Objective ::
Write out the data below line for line without changing anything, and leave the pictures out.

Records provided ::
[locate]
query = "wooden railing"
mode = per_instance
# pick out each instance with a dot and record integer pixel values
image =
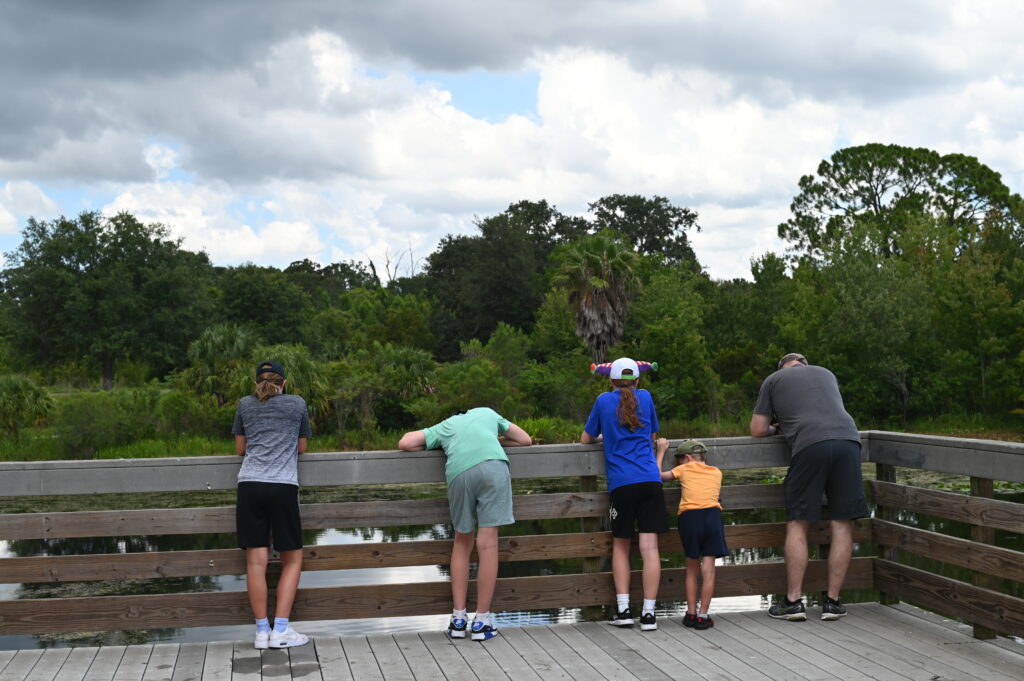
(975, 601)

Worked answer ::
[locate]
query = "wooden railing"
mode = per_instance
# pick out each instance with a dot and record integer pixel values
image =
(975, 601)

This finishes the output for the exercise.